▶ [Extract provided]
I have to commend you for being such a great advocate for your child, especially when others around you (in this case, teachers and other professionals) were telling you not to worry. I am a teacher and have had several students with the same diagnosis and I can tell you (though I'm sure you already know) that with the right support children with AD/HD flourish in the classroom.

luna said...

karen, I'm glad J is finally getting the help he needs, and that you are too. thanks for sharing your story here.

Anonymous said...

There is most definitely a sense of relief at having a diagnosis, no matter what the problem. Just knowing it isn't all in your head.

Good job sticking to your guns and knowing you knew your child better than anyone until you found someone who listened.

Kami said...

I'm glad you finally got the help you needed. You must have had some tough years.

Lori Lavender Luz said...

"“A child with J’s profile would make even the best parent in the universe feel incompetent,” I was relieved, because, BOY did I feel incompetent!"

This really means a lot to me.

And I can't say any more.

Thanks for your candor, Karen.

Julia said...

In a completely different context I understand about relief at a diagnosis. It comes with ability to do something about it, and that's what the relief is about.
I am glad to hear that the plan is working, though I am sure it's hard going.

Delenn said...

Thanks for a great post. I had similar feelings with our son Michael. When he went into kindergarten, we had a LOT of calls from the teachers/principal. When you have a conference about your child 3 weeks into his first school year, you know you are in trouble! Working with the school and doctors we have learned a lot and grown a lot with him. He is now 9 years old and is on his third course of medication (which seems to be working). He has been through an all day Neuro pysch testing, which showed that its a combination of Processing Speed, ADHD and anxiety issues (they feed off of each other). He is highly intelligent and a really wonderful kid. I love him to bits. But, and here I am being completely honest--part of the reason I wanted another child, was so that I could possibly have the experience of having a "normal" child.

▶ [Explore the material]
a) List every commenter name that appears before "said..." in the blog comments.
b) Print the blog comments word for word, everything from "Lori Lavender Luz" down to "it's hard going.".

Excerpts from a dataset
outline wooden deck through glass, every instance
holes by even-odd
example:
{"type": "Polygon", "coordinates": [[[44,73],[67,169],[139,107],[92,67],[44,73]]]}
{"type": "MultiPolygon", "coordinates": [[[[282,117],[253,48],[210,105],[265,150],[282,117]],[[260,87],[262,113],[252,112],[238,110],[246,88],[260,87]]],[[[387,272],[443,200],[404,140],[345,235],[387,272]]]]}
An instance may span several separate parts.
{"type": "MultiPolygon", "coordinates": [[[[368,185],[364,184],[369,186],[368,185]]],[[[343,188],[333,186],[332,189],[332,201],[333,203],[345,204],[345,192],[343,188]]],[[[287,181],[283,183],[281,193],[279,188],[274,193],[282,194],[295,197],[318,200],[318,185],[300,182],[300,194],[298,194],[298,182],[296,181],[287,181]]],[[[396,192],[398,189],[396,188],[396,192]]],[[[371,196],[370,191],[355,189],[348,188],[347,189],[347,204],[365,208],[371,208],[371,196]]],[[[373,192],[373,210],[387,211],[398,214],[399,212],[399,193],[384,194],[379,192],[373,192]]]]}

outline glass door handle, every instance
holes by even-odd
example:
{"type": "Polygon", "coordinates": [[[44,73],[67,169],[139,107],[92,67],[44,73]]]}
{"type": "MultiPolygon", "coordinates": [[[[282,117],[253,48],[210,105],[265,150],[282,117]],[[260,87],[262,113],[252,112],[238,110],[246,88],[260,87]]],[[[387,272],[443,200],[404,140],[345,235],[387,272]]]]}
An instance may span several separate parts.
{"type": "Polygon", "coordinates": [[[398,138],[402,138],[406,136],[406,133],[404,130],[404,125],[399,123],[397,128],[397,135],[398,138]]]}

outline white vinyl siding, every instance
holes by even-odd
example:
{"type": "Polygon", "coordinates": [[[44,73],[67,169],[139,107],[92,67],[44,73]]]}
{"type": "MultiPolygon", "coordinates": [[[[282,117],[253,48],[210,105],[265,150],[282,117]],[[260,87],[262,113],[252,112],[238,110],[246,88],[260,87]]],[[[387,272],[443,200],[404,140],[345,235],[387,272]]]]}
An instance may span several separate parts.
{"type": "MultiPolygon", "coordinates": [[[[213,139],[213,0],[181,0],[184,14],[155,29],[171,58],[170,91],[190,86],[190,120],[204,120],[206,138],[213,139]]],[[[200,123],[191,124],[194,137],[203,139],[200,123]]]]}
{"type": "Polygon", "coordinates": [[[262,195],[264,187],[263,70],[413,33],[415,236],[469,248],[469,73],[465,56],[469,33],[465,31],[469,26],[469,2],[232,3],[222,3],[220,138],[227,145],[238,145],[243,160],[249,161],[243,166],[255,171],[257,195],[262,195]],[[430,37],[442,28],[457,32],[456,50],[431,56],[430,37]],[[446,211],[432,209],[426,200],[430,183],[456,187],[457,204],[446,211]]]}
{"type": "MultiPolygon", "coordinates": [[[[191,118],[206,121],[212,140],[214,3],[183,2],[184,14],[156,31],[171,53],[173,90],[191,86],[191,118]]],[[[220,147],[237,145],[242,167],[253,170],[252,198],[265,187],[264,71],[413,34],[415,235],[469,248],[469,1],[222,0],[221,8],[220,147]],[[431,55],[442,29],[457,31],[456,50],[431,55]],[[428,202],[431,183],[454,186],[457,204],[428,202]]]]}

▶ [Solutions for each task]
a) luna, Anonymous, Kami, Lori Lavender Luz, Julia, Delenn

b)
Lori Lavender Luz said...

"“A child with J’s profile would make even the best parent in the universe feel incompetent,” I was relieved, because, BOY did I feel incompetent!"

This really means a lot to me.

And I can't say any more.

Thanks for your candor, Karen.

Julia said...

In a completely different context I understand about relief at a diagnosis. It comes with ability to do something about it, and that's what the relief is about.
I am glad to hear that the plan is working, though I am sure it's hard going.